EXERCISE PROMPT> Restate each of the lines given below, word for word.

MATERIAL PROVIDED>
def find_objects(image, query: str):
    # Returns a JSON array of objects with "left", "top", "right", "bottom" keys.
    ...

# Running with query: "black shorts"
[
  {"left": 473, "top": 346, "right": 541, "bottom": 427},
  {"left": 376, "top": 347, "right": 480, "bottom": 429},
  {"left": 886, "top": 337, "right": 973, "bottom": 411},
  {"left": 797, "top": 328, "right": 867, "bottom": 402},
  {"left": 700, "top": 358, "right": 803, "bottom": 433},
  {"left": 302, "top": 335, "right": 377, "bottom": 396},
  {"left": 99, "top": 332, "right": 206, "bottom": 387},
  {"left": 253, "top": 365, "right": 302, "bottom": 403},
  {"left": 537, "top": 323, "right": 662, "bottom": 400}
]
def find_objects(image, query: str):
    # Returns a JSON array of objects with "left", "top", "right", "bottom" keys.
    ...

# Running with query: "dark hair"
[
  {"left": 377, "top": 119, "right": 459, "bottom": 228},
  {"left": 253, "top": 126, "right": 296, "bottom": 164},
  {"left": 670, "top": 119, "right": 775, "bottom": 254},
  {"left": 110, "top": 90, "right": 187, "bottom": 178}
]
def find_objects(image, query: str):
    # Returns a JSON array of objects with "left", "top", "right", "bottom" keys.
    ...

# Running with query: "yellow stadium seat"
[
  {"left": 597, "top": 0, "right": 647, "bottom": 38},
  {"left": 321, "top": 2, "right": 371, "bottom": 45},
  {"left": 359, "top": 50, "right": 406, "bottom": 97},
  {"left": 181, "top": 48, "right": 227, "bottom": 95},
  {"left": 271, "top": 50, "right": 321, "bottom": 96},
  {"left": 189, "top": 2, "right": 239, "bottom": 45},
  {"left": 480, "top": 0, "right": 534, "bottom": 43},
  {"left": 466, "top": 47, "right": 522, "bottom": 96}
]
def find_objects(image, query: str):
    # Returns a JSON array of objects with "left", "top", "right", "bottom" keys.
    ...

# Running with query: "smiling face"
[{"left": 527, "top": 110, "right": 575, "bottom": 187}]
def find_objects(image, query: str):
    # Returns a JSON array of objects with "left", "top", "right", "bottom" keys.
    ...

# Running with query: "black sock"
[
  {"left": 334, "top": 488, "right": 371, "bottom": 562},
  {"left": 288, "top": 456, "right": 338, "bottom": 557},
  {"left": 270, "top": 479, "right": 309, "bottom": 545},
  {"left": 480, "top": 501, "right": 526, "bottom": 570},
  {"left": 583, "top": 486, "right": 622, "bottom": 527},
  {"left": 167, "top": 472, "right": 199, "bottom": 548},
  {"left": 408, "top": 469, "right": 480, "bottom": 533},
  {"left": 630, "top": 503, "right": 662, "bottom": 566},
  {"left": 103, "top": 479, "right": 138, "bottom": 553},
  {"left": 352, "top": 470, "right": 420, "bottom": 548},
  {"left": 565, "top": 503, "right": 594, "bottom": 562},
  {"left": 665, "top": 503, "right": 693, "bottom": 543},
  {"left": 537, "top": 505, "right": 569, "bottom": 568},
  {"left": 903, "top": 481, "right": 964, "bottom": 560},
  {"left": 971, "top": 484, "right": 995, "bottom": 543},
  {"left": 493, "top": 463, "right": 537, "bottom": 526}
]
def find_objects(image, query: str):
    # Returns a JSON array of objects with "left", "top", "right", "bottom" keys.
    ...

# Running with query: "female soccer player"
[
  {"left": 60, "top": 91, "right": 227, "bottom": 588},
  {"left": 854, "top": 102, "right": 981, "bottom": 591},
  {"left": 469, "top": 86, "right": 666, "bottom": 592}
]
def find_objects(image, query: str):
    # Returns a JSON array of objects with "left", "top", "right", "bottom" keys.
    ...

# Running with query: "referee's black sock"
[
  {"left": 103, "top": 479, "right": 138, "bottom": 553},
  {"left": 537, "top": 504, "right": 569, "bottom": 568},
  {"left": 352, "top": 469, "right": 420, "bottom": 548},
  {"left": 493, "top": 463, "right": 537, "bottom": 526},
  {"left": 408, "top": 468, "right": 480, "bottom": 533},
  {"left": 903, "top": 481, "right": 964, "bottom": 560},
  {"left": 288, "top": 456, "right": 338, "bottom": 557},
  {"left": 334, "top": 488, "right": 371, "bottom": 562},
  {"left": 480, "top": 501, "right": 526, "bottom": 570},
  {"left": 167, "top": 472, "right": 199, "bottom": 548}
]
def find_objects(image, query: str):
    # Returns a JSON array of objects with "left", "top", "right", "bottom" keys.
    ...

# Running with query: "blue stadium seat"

CORRECT ANSWER>
def find_objects(image, query: str):
    # Returns a JSON array of objects with "left", "top", "right", "bottom" keys.
    ...

# Running with query: "black shorts"
[
  {"left": 473, "top": 346, "right": 541, "bottom": 427},
  {"left": 376, "top": 347, "right": 480, "bottom": 429},
  {"left": 886, "top": 337, "right": 973, "bottom": 411},
  {"left": 797, "top": 328, "right": 867, "bottom": 402},
  {"left": 700, "top": 358, "right": 803, "bottom": 433},
  {"left": 302, "top": 335, "right": 377, "bottom": 396},
  {"left": 99, "top": 332, "right": 206, "bottom": 387},
  {"left": 253, "top": 365, "right": 302, "bottom": 403},
  {"left": 537, "top": 323, "right": 662, "bottom": 400}
]
def find_objects(image, query: str):
    # Returns a JSON array of objects with "left", "top", "right", "bottom" keys.
    ...

# Running with query: "dark hair"
[
  {"left": 377, "top": 119, "right": 459, "bottom": 228},
  {"left": 253, "top": 126, "right": 296, "bottom": 164},
  {"left": 670, "top": 119, "right": 775, "bottom": 254},
  {"left": 110, "top": 90, "right": 187, "bottom": 178}
]
def find_objects(image, query: str):
    # Returns a JSON array of objects with "left", "top", "right", "bottom" keys.
    ...

# Running with query: "yellow stadium seat"
[
  {"left": 597, "top": 0, "right": 647, "bottom": 38},
  {"left": 321, "top": 2, "right": 371, "bottom": 45},
  {"left": 359, "top": 50, "right": 406, "bottom": 97},
  {"left": 181, "top": 48, "right": 227, "bottom": 95},
  {"left": 271, "top": 50, "right": 321, "bottom": 96},
  {"left": 189, "top": 2, "right": 239, "bottom": 45},
  {"left": 480, "top": 0, "right": 534, "bottom": 43},
  {"left": 466, "top": 47, "right": 522, "bottom": 96}
]
def find_objects(image, query: str):
    # Returns a JSON array of objects with "left", "top", "right", "bottom" keys.
    ...

# Running with query: "smiling face"
[{"left": 527, "top": 110, "right": 575, "bottom": 187}]
def find_objects(image, query: str):
    # Returns a JSON array of objects with "left", "top", "right", "bottom" keys.
    ...

# Running with query: "black sock"
[
  {"left": 334, "top": 488, "right": 371, "bottom": 562},
  {"left": 288, "top": 456, "right": 338, "bottom": 557},
  {"left": 270, "top": 479, "right": 309, "bottom": 545},
  {"left": 480, "top": 501, "right": 526, "bottom": 570},
  {"left": 583, "top": 486, "right": 622, "bottom": 527},
  {"left": 167, "top": 472, "right": 199, "bottom": 548},
  {"left": 408, "top": 469, "right": 480, "bottom": 533},
  {"left": 630, "top": 503, "right": 662, "bottom": 566},
  {"left": 103, "top": 479, "right": 138, "bottom": 553},
  {"left": 352, "top": 470, "right": 420, "bottom": 548},
  {"left": 565, "top": 503, "right": 594, "bottom": 562},
  {"left": 665, "top": 503, "right": 693, "bottom": 543},
  {"left": 537, "top": 505, "right": 569, "bottom": 568},
  {"left": 903, "top": 481, "right": 964, "bottom": 560},
  {"left": 971, "top": 484, "right": 995, "bottom": 543},
  {"left": 493, "top": 463, "right": 537, "bottom": 526}
]
def find_objects(image, query: str):
    # Returns a JSON array of objects with "left", "top", "right", "bottom" keys.
    ...

# Running with query: "female soccer player"
[
  {"left": 60, "top": 91, "right": 227, "bottom": 588},
  {"left": 854, "top": 102, "right": 981, "bottom": 591},
  {"left": 469, "top": 86, "right": 666, "bottom": 592}
]
def find_objects(image, query: str):
    # Returns a JSON array of objects with "left", "top", "right", "bottom" keys.
    ...

# Running with query: "referee's black sock"
[
  {"left": 103, "top": 479, "right": 138, "bottom": 553},
  {"left": 537, "top": 504, "right": 569, "bottom": 568},
  {"left": 352, "top": 469, "right": 420, "bottom": 548},
  {"left": 493, "top": 463, "right": 537, "bottom": 526},
  {"left": 408, "top": 468, "right": 480, "bottom": 533},
  {"left": 903, "top": 481, "right": 964, "bottom": 560},
  {"left": 288, "top": 456, "right": 338, "bottom": 557},
  {"left": 334, "top": 488, "right": 371, "bottom": 562},
  {"left": 480, "top": 501, "right": 526, "bottom": 570},
  {"left": 167, "top": 472, "right": 199, "bottom": 548}
]
def find_objects(image, query: str):
    # Returns a JSON array of objects with "left", "top", "right", "bottom" keys.
    ...

# Running with query: "blue stadium seat"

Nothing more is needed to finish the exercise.